Desafios ->
1 - Liste todos os grupos de pessoas cujos direitos, segundo o texto sobre direitos humanos, foram sendo reconhecidos depois da Declaração Universal de 1948.
2 - Transcreva o trecho do texto sobre direitos humanos que vai de "Fernando Henrique cria" até "pela ditadura militar.", incluindo essas palavras.

::: Texto de origem :::

O governo federal interino instalou um ministério de apenas homens brancos com a divisa “Ordem e Progresso”, que encerra o que há de mais conservador no pensamento político brasileiro. Seria bom alguém dizer a esse governo que estamos em 2016, e não em 1889.
O seu primeiro ato foi mandar para o espaço a ciência, a cultura e os direitos humanos. Nessa área, extinguiu as secretarias da Igualdade Racial, das Mulheres e a dos Direitos Humanos. Assim fazendo o governo interino revela uma sesquipedal ignorância em duas vertentes. Primeiro na esfera do direito internacional e, em segundo, quanto à política de Estado de direitos humanos, relegando-a a uma divisãozinha de Cidadania no Ministério da Justiça.
Depois da Declaração Universal dos Direitos Humanos, em 1948, e a partir dos dois pactos internacionais de direitos civis e políticos e aquele dos econômicos, sociais e culturais, progressivamente foram reconhecidos os direitos das crianças, das mulheres, dos indígenas, dos migrantes, dos idosos e de temas como a tortura, as execuções sumárias pelas polícias, a pedofilia, a homofobia. O conceito de cidadania que o governo provisório resolveu enfiar no Ministério da Justiça não dá absolutamente conta dessa complexidade que a garantia dos direitos humanos assumiu na segunda metade do século 20.
Por sua vez, a decisão da extinção das secretarias de Estado põe abaixo a continuidade, acima dos partidos políticos, da política de Estado de direitos humanos no Brasil. Pode-se dizer que todos os governos depois da volta ao governo civil em 1985 contribuíram, cada um à sua maneira, para a promoção e proteção desses direitos.
Sarney na sua ida à Assembleia da ONU assinou a convenção da tortura e o Pacto Internacional de Direito Humanos. Collor enviou uma circular aos postos diplomáticos brasileiros obrigando-os a responder às cobranças das organizações de direitos humanos e, da tribuna da ONU, afirmou que a soberania nacional não pode ser o escudo de proteção das violações desses direitos no Brasil. Itamar formulou com a sociedade civil a agenda brasileira para a Conferência Mundial de Direitos Humanos em Viena em 1993, na qual o Brasil teve um papel protagonista com a presidência do comitê de redação da declaração e programa de ação de Viena.
Fernando Henrique cria a secretaria de Estado de direitos humanos, para dar mais visibilidade a eles, como registra em seu Diários da Presidência. Foram preparados os Programas Nacionais de Direitos Humanos (PNDH 1), com ênfase nos direitos civis e políticos, e o PNDH 2, com ênfase nos direitos econômicos e sociais. Pela primeira vez na República foi criado um programa e organismo de combate ao trabalho escravo. Foi reconhecida a competência da Corte Interamericana de Direitos Humanos, que permitiu que mais tarde fosse exarada a sentença sobre as operações de extermínio da guerrilha do Araguaia pela ditadura militar.

::: Entradas de dados :::

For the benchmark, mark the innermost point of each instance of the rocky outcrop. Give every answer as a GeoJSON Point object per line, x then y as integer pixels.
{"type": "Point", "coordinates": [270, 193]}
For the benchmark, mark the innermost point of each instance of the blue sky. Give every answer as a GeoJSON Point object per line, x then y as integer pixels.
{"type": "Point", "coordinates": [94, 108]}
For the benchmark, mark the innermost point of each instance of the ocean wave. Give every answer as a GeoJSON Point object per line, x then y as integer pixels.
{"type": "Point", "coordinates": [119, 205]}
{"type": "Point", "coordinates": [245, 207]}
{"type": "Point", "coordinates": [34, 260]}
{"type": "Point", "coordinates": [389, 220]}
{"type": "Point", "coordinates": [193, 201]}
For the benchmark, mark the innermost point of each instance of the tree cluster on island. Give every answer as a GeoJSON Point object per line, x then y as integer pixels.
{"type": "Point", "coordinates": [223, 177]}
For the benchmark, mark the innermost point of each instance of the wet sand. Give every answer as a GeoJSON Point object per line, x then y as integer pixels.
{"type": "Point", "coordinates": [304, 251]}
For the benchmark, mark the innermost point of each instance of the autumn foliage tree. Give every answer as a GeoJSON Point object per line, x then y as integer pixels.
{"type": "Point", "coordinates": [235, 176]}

:::
::: Entradas de dados :::

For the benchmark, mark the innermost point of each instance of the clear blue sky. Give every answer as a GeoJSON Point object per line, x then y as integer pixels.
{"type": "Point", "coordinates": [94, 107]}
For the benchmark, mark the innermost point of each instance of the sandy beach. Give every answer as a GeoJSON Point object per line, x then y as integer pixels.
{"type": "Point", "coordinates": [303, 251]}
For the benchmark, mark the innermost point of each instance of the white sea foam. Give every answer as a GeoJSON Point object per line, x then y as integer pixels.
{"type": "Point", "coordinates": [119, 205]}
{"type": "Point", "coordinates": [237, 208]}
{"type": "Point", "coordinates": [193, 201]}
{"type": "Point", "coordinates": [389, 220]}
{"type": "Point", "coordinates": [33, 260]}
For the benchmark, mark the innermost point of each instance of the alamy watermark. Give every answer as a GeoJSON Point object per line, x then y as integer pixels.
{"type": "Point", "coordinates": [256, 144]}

:::

Respostas do exercício ->
1 - crianças, mulheres, indígenas, migrantes, idosos

2 -
Fernando Henrique cria a secretaria de Estado de direitos humanos, para dar mais visibilidade a eles, como registra em seu Diários da Presidência. Foram preparados os Programas Nacionais de Direitos Humanos (PNDH 1), com ênfase nos direitos civis e políticos, e o PNDH 2, com ênfase nos direitos econômicos e sociais. Pela primeira vez na República foi criado um programa e organismo de combate ao trabalho escravo. Foi reconhecida a competência da Corte Interamericana de Direitos Humanos, que permitiu que mais tarde fosse exarada a sentença sobre as operações de extermínio da guerrilha do Araguaia pela ditadura militar.